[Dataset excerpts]
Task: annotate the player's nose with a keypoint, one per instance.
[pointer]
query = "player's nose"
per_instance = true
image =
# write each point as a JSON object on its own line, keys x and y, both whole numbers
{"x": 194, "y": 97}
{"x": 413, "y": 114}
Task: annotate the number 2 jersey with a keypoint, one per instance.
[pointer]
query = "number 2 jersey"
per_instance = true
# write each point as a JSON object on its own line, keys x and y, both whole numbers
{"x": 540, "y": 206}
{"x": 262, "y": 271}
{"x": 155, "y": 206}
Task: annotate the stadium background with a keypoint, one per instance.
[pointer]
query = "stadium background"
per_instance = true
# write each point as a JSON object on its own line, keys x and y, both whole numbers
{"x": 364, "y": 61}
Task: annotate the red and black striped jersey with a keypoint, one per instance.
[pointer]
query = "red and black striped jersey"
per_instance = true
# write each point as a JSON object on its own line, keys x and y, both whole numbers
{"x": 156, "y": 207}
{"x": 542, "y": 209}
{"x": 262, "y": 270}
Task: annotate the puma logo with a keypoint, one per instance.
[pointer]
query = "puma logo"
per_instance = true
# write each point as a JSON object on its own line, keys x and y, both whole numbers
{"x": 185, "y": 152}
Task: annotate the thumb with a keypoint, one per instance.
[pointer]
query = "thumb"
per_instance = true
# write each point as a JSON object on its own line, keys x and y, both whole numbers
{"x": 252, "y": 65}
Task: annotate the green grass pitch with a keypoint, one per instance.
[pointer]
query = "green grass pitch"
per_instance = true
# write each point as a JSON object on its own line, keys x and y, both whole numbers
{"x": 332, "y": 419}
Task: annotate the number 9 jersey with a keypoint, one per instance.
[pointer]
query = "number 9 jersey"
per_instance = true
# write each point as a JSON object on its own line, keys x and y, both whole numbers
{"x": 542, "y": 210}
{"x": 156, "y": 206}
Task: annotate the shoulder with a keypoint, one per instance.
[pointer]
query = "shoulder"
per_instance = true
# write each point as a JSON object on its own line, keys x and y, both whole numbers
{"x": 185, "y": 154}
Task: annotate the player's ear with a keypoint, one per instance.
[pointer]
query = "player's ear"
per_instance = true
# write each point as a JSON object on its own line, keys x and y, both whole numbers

▶ [Aim of the exercise]: Make an exact transcription of the entries.

▶ [Your response]:
Task: annotate the player's nose with a keypoint, one per instance.
[pointer]
query = "player's nose"
per_instance = true
image =
# write each point as a JSON object on its own line, keys x and y, both whole numbers
{"x": 194, "y": 97}
{"x": 413, "y": 114}
Task: annotate the number 2 jersey with a keypoint, one per instance.
[pointer]
query = "number 2 jersey"
per_instance = true
# write each point as a JSON object on its own line, keys x and y, both whole numbers
{"x": 540, "y": 206}
{"x": 262, "y": 271}
{"x": 155, "y": 206}
Task: annotate the stadium background with a keypoint, one per instance.
[pointer]
query = "stadium background"
per_instance = true
# write each point as a JSON object on its own line, keys x and y, both whole numbers
{"x": 364, "y": 61}
Task: annotate the red and black striped jersey with a keypoint, one per instance.
[pointer]
query = "red and black striped jersey"
per_instance = true
# write each point as a JSON object on its own line, keys x and y, both whole numbers
{"x": 156, "y": 207}
{"x": 542, "y": 209}
{"x": 262, "y": 270}
Task: annotate the puma logo with a keypoint, one per instance.
[pointer]
query = "puma logo"
per_instance = true
# write each point as a JSON object on its own line, keys x and y, both whole numbers
{"x": 185, "y": 152}
Task: annotate the thumb with a keypoint, one per instance.
[pointer]
query = "thumb"
per_instance = true
# write each point as a JSON object on its own line, keys x and y, both whole numbers
{"x": 252, "y": 65}
Task: annotate the green grass pitch with a keypoint, one per instance.
[pointer]
query = "green grass pitch"
per_instance = true
# write each point as a JSON object on its own line, keys x and y, both whole numbers
{"x": 332, "y": 419}
Task: annotate the number 9 jersey with a keypoint, one per instance.
[pointer]
query = "number 9 jersey"
per_instance = true
# write each point as a JSON object on its own line, keys x and y, both whole numbers
{"x": 542, "y": 210}
{"x": 156, "y": 206}
Task: annotate the shoulder with a keypoint, one per instance.
[pointer]
query = "shoulder"
per_instance = true
# write each point as a JSON object on its own line, keys x and y, both whole numbers
{"x": 185, "y": 154}
Task: annotate the player's ear with a keypoint, one per instance.
[pointer]
query = "player's ear"
per_instance = true
# write each point as a JSON object on its own line, keys x and y, both whole numbers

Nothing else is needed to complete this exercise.